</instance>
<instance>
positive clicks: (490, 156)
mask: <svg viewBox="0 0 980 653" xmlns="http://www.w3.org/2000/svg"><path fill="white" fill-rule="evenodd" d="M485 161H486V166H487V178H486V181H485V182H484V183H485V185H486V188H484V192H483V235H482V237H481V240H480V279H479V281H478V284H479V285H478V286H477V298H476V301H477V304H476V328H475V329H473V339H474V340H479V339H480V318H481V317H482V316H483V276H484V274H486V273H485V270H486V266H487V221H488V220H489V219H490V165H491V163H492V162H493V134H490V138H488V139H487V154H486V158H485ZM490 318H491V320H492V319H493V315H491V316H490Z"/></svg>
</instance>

══════

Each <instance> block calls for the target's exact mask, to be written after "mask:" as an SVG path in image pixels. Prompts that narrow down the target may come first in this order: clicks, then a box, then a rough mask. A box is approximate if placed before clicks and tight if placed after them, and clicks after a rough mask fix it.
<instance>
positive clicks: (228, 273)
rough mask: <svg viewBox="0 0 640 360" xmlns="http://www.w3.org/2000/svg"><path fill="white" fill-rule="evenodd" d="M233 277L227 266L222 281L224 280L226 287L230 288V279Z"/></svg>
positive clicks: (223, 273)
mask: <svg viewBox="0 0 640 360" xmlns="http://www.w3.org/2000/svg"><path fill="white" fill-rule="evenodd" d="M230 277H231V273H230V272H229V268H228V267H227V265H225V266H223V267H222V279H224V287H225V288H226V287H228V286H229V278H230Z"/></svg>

══════

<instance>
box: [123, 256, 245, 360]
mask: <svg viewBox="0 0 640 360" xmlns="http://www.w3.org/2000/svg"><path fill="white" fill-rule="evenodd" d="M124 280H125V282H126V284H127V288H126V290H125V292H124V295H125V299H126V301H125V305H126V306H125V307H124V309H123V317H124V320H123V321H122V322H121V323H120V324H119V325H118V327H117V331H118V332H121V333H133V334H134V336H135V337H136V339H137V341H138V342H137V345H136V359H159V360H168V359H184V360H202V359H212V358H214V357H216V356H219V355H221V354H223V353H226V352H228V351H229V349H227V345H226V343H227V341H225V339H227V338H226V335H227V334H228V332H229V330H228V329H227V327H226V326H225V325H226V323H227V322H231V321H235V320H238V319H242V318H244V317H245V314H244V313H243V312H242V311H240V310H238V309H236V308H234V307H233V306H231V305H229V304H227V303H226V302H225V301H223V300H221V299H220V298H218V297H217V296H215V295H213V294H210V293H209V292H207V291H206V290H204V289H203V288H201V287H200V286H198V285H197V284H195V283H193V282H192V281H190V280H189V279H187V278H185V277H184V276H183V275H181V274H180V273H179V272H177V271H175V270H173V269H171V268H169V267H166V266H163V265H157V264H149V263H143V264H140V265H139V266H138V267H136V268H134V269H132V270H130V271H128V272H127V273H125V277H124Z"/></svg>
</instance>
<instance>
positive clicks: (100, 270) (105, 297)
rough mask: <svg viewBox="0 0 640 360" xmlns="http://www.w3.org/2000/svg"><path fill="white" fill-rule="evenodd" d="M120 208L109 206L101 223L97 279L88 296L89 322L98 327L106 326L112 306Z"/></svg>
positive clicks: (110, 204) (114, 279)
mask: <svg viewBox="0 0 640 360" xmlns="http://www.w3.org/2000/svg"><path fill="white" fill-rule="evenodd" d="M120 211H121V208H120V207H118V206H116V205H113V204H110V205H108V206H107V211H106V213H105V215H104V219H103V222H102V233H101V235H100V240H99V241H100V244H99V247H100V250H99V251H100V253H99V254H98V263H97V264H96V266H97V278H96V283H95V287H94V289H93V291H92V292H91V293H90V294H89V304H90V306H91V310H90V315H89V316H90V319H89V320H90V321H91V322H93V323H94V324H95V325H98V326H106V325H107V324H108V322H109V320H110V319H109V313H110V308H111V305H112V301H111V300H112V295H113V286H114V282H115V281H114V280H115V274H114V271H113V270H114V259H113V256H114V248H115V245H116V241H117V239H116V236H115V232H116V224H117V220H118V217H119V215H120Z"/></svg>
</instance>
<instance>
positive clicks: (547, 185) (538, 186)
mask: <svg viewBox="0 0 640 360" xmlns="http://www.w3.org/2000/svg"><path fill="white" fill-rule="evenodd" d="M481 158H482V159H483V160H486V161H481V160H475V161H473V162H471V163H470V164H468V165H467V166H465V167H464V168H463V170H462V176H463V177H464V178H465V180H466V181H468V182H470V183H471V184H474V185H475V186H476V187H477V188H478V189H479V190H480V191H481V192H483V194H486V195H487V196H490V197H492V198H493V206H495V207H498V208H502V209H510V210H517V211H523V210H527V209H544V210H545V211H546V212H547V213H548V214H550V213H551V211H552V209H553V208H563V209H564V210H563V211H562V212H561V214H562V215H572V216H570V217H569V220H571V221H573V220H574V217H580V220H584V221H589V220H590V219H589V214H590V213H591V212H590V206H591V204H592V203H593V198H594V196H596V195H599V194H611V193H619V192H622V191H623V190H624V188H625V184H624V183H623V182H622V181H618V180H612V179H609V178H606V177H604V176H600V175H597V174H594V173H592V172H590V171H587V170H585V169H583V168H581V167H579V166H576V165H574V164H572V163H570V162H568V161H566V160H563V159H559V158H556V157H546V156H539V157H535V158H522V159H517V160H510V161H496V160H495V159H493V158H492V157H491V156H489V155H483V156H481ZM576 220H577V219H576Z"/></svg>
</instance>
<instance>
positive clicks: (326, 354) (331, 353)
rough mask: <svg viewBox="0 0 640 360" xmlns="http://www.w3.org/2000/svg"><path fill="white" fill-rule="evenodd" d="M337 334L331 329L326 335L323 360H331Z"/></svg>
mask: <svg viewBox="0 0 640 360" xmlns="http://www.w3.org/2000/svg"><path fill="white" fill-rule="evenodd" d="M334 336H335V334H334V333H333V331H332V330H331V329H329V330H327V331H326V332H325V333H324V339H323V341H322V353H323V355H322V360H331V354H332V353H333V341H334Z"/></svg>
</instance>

══════

=== AIM OF THE TASK ===
Extract every line of the material above that contains the string "positive", matching case exactly.

=== TASK RESPONSE ===
positive clicks: (490, 156)
positive clicks: (228, 273)
positive clicks: (223, 273)
positive clicks: (100, 270) (105, 297)
positive clicks: (110, 204) (114, 279)
positive clicks: (547, 185) (538, 186)
positive clicks: (326, 354) (331, 353)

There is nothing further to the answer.